▶ [Alıntı metin]:
Karadeniz kökenli biri olarak sıcağa pek dayanıklı değilim. Yaz tatillerimin büyük bir kısmını- kimileri için fazla çılgınca-kuzey ülkelerinde geçirmeyi daha çok seviyorum. Ben kuzeyde kışlık kıyafetlerimin içinde -Ağustos ortasında dahi- soğuktan donarken, arkadaşlarımın Türkiye’nin harika sahillerinden paylaştığı yaz fotoğraflarına zaman zaman hasetle baksam da, günün sonunda halimden memnun giriyordum yatağa. Fakat bu yıl soğuk hava ve yağmur kabak tadı verdi Londra’da. BBC radyosunda dinlediğim bir haber beni ilk trenle Edinburgh’a götürdü. Haberde şöyle diyordu; her 11 yılda bir Kuzey İngiltere’de yaz yaşanırken, Güney’de havalar soğuk seyredermiş. Bu yılda o yılmış. Güneşli bir İskoçya, hele de festival zamanı; telefondan televizyona birçok önemli icadı dünya kültürüne kazandıran bu zeki insanların memleketini yakından görmek için kaçırılamayacak bir fırsattı. Geçtiğimiz cumartesi sabahı ilk tren ile Kings Cross İstasyonu’ndan Edinburgh’a seyahat etmem işte böyle oldu.

Edinburgh’da festival zamanı

 Londra’dan Edinburgh’a tren yolculuğu sadece dört buçuk saat sürüyor. Ve güneyden kuzeye hemen hemen bütün İngiltere boyunca ülkeyi geçmiş oluyorsunuz. Benim için daha çok D.H Lawrence romanlarındaki betimlemelerle hayalimde bir yer edinen İngiliz sayfiyesi bu harika tren yolculuğuyla vücut bulmuş oldu.

▶ [Görevler]:
- A) Edinburgh yolculuğunu anlatan yazıda "Edinburgh’da festival zamanı" sözlerinden başlayıp "vücut bulmuş oldu." sözlerine kadar uzanan kısmın tamamını hiç değiştirmeden tekrarlayın.
- B) Edinburgh yolculuğunu anlatan yazıyı, son cümlesinden sonra gelecek şekilde sürdürün.
Bundan sonraki satırlar, yukarıdaki yazıdan bağımsız ayrı bir malzemedir.

▶ [Sağlanan veriler]:
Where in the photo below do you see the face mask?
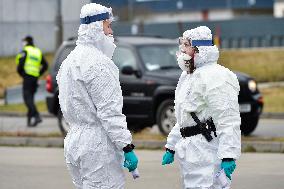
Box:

▶ [Sonuçlar]:
- A)
Edinburgh’da festival zamanı

 Londra’dan Edinburgh’a tren yolculuğu sadece dört buçuk saat sürüyor. Ve güneyden kuzeye hemen hemen bütün İngiltere boyunca ülkeyi geçmiş oluyorsunuz. Benim için daha çok D.H Lawrence romanlarındaki betimlemelerle hayalimde bir yer edinen İngiliz sayfiyesi bu harika tren yolculuğuyla vücut bulmuş oldu.

- B)
Yol boyunca Doncaster, York ve Newcastle gibi İngiltere’nin nevi şahsına münhasır şehirlerini bir tren camından seyretmek sanatçı ruhumu fazlasıyla tatmin ederken, diğer taraftan ise elimdeki akıllı telefonumla, hızlıca, ‘Edinburgh Tiyatro Festivali’nde hangi oyunları seyredebilme ihtimalimin olacağını araştırıyordum ki, bu yıl ki festivali Türkler için çok anlamlı kılan bir sebebi son dakika yakaladığım için ayrıca mutlu oldum. Çünkü Özlem Daltaban Murat Daltaban, Süha Bilal tarafından kurulan ve kurulduğu 2005 yılından beri, istikrarla yeni ve dinamik çizgisini bozmayan DOT tiyatrosu haklı başarısını bu yıl ‘Edinburgh Tiyatro Festivali’ne taşımıştı.

Edinburgh’da festival zamanı

70 yıldır düzenlenen, dünyanın en büyük ve en saygın kabul edilen Edinburgh Tiyatro Festivali’nin ana programında yer almak sadece takdir edilecek değil, hayran olunacak ve desteklenmesi gereken de bir başarıydı elbette. Ve tek taşla iki kuş vurmayı başaracaktım. Hem muhteşem bir şehri dolaşacak, hem de Murat Daltaban’ın yönetmeliğinde, İskoçya Hükümeti tarafından desteklenen ve İskoçya’nın en önemli tiyatrolarından biriyle –The Lyceum Theatre- ortak prodüksiyon ile gerçekleşen ‘Eugene Lonesco’nun yazdığı Gergedanlar oyununu seyredecektim.

 Karnaval havası

Tren Edinburgh İstasyonu’na ulaştığında, şehirde sizi ilk karşılayan yapı bütün görkemi ve büyüsüyle, ünlü İskoçyalı yazar Sir Walter Scott anısına yapılan Scott Anıtı oluyor. Sadece bu anıt bile; J.K.Rowling’in, Harry Potter gibi bir fenomeni Edinburgh’da bir kafede oturup nasıl yazmış olabileceğini açıklıyor.

Edinburgh’da festival zamanı

Şehir tamamiyle gotik bir Harry Potter seti gibi… Londra’nın kırmızı tuğlalarından farklı, koyu blok taşlardan yapılan devasa binalar büyük bir iştahla sizi içine çekiyor. Tabi festivalden dolayı, aslında yaklaşık 500 bin olan Edinburgh nüfusu, ağustos ayında 1.5 milyonu aştığı için genellikle ana caddelerde büyük kalabalıklarla birlikte hareket etmek mümkün oluyor.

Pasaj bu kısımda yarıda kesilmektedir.